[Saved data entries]
────────
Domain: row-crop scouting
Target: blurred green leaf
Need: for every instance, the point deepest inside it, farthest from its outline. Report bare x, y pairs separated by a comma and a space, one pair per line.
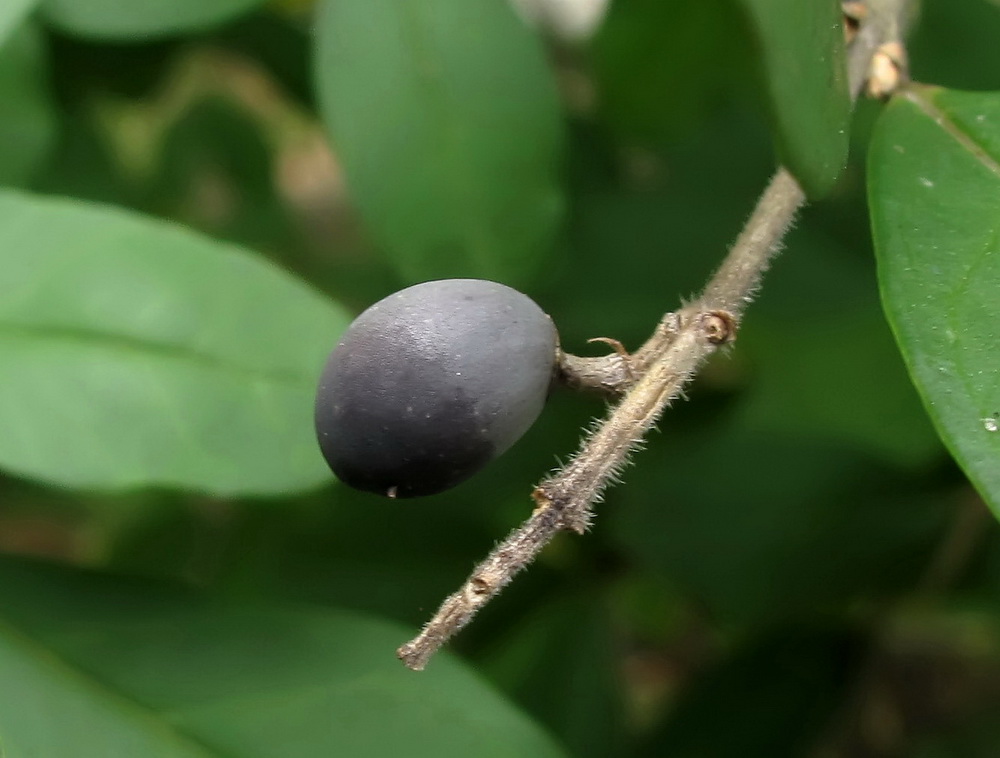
27, 114
663, 65
812, 373
131, 669
802, 46
934, 190
793, 528
12, 13
446, 118
133, 19
773, 698
567, 646
954, 44
137, 353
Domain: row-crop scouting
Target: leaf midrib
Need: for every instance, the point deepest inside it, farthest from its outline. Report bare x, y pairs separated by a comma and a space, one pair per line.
132, 708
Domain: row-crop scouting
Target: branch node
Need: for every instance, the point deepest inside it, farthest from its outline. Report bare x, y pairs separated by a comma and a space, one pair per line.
719, 326
888, 71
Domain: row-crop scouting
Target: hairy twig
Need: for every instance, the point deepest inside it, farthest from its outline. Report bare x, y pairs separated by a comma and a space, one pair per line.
652, 378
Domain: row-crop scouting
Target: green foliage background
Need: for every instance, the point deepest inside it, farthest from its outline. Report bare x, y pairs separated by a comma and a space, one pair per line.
196, 196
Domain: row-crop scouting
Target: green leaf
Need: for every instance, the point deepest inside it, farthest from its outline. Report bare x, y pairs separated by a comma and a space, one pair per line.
801, 534
566, 646
134, 352
105, 667
12, 13
446, 119
131, 19
934, 192
802, 47
812, 375
27, 114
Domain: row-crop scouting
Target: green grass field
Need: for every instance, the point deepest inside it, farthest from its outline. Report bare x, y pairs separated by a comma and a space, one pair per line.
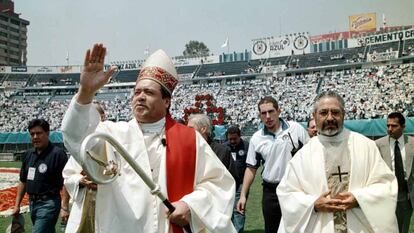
254, 219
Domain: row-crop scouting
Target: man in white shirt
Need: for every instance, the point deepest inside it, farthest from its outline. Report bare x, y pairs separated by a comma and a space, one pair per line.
175, 156
338, 181
273, 146
397, 150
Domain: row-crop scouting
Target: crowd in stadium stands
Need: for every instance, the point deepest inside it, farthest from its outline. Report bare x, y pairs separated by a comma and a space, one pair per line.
368, 93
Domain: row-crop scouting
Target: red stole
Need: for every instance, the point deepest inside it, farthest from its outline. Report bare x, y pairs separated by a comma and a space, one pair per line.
180, 161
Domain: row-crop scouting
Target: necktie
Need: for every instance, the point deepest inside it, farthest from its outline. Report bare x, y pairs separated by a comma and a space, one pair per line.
399, 169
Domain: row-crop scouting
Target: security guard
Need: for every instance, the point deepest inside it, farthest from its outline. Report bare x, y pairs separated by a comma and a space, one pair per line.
41, 177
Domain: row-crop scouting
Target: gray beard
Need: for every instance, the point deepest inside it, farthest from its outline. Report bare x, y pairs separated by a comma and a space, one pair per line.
330, 132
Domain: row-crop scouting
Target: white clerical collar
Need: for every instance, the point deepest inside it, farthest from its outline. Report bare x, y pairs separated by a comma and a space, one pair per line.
155, 127
336, 138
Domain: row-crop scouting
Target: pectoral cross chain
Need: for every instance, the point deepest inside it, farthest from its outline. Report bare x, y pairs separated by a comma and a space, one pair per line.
340, 174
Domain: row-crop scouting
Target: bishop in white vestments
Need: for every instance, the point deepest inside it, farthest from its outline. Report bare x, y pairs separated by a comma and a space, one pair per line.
338, 181
173, 155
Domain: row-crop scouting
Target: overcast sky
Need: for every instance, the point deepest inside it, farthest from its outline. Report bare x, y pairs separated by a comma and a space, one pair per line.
128, 27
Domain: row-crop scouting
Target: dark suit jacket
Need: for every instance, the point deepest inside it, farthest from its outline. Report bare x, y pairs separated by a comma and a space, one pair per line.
384, 147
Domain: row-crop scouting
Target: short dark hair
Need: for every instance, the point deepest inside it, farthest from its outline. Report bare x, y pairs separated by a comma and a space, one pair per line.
331, 94
234, 129
39, 122
268, 99
399, 116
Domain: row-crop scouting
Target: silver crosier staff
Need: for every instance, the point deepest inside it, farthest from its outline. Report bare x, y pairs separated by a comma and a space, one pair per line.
111, 167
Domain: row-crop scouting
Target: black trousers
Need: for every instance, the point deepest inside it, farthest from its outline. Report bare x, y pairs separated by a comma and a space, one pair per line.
271, 208
404, 211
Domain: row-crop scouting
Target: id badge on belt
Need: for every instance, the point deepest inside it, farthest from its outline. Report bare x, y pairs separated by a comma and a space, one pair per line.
31, 173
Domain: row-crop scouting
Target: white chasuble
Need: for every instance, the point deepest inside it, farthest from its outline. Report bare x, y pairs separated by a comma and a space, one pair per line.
369, 180
127, 205
337, 167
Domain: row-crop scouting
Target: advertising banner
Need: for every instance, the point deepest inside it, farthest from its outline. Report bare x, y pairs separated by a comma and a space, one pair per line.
280, 46
363, 22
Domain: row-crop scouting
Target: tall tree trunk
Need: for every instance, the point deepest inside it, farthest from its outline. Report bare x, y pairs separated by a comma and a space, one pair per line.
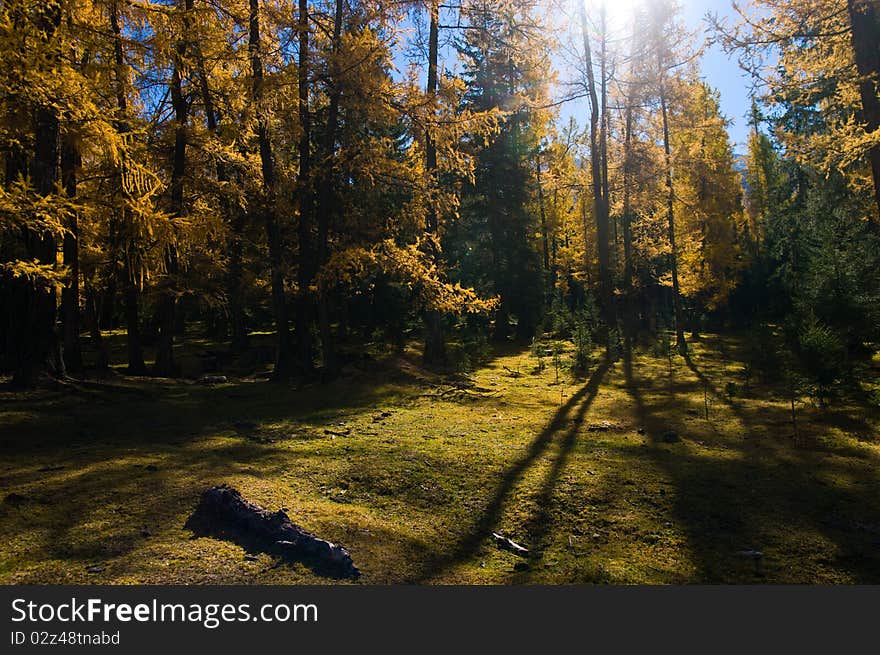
435, 342
93, 317
38, 341
306, 271
123, 243
545, 239
600, 200
680, 342
864, 18
180, 105
70, 313
284, 355
325, 195
232, 213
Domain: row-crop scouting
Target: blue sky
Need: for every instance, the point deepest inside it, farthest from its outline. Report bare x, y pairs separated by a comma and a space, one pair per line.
720, 71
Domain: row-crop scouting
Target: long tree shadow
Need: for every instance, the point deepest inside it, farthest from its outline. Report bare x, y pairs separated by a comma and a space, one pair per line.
540, 523
761, 492
470, 542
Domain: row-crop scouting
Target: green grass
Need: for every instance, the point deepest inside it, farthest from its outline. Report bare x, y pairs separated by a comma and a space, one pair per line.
99, 481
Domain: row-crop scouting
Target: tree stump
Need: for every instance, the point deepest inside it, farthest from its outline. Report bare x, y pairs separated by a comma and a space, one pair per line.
222, 512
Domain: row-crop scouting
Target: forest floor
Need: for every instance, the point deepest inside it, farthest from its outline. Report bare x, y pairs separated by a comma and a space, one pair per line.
413, 472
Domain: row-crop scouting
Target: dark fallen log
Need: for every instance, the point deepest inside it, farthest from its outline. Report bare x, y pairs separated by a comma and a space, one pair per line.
508, 544
222, 512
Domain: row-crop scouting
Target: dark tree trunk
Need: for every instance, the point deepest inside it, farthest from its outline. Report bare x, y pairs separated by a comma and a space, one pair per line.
680, 342
235, 217
93, 316
865, 20
284, 356
124, 244
165, 364
325, 199
304, 311
600, 200
435, 342
70, 311
37, 341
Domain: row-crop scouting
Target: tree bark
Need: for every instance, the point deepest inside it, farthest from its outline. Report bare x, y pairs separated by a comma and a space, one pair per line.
865, 21
283, 358
600, 201
306, 271
233, 214
37, 341
680, 342
180, 105
70, 311
435, 342
124, 244
325, 196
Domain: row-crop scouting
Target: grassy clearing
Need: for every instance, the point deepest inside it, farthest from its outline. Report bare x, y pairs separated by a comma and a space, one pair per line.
412, 473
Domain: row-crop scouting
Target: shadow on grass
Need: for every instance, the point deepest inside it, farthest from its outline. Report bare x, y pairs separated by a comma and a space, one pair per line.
469, 542
811, 517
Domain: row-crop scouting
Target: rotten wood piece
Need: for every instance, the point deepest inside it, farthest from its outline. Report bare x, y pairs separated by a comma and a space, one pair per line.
223, 512
508, 544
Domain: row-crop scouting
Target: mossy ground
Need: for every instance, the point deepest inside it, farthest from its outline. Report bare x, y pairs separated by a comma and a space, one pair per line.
413, 472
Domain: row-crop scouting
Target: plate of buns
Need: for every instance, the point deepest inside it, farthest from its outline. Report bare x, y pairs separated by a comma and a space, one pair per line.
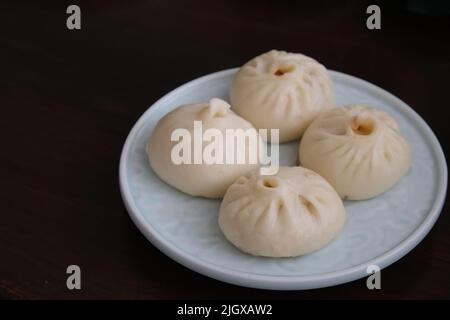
359, 178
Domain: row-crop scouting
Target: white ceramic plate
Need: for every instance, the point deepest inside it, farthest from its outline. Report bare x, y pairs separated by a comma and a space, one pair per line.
377, 231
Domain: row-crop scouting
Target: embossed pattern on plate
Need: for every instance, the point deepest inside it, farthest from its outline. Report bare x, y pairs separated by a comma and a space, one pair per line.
377, 231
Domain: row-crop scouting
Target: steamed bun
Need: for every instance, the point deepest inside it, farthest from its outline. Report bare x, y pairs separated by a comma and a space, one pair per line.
288, 214
281, 90
358, 149
206, 180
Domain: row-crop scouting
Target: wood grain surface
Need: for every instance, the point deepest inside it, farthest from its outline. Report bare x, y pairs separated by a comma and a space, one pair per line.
69, 98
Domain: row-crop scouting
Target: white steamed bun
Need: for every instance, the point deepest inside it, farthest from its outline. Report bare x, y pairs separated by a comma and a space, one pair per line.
281, 90
288, 214
358, 149
206, 180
────────
> **SHORT EXERCISE**
List each line of the items above that contains the string "shadow". Matching is case-sensitive.

> **EXERCISE ANSWER**
Target: long tree shadow
Target: shadow on grass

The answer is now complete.